Object position labeling entries:
++++++++++++++++++++

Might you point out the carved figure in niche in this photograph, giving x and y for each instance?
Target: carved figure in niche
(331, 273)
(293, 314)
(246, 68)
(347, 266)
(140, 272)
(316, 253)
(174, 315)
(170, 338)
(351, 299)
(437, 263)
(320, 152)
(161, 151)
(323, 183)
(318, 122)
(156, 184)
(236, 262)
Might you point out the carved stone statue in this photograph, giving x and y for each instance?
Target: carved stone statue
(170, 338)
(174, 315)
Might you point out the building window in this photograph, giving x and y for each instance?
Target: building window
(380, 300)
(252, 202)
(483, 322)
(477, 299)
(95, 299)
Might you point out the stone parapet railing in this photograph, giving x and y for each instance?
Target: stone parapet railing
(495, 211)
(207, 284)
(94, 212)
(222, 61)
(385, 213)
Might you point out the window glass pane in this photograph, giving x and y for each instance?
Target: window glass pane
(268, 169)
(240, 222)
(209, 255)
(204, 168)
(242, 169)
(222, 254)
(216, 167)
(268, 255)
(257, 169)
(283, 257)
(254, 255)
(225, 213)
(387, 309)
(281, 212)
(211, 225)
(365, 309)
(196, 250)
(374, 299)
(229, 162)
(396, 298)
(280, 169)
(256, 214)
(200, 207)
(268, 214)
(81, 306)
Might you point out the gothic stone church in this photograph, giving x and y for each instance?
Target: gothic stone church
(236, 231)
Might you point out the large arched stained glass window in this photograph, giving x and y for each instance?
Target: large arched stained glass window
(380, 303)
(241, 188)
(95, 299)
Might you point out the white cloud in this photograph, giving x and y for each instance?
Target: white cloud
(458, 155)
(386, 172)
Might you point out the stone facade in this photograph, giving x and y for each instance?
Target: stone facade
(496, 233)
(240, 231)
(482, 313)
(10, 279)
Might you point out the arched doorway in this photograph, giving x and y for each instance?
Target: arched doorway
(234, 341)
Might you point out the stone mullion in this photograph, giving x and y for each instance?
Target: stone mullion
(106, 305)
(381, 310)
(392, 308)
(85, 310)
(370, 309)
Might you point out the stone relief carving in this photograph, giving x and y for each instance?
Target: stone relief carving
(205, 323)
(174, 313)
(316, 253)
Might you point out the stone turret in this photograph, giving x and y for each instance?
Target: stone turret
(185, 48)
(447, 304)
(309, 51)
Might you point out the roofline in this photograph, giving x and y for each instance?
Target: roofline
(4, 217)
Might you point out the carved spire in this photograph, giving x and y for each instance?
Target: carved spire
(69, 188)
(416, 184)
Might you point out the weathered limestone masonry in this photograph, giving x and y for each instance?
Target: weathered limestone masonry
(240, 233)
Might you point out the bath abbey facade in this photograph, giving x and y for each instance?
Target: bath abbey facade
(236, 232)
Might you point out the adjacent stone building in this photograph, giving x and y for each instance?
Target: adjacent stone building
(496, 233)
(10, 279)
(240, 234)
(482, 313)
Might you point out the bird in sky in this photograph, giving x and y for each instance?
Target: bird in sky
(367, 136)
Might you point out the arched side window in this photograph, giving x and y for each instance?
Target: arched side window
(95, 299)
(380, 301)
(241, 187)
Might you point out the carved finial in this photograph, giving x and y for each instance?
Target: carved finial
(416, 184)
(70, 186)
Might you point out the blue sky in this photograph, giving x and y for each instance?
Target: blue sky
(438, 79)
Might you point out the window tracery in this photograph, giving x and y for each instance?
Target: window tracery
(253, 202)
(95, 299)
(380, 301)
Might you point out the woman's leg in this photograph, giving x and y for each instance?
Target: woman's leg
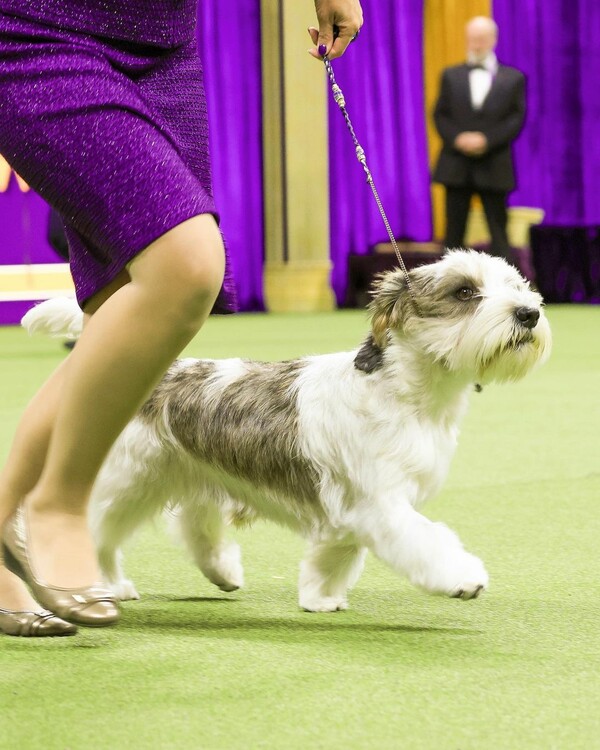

++++++++++++++++++++

Request:
Please identify each line in the entries above that contains the word "bath", and copy those lines out.

Correct answer:
Might you point out the bath abbey facade in this photograph, giving x and y for each instance?
Target: bath abbey facade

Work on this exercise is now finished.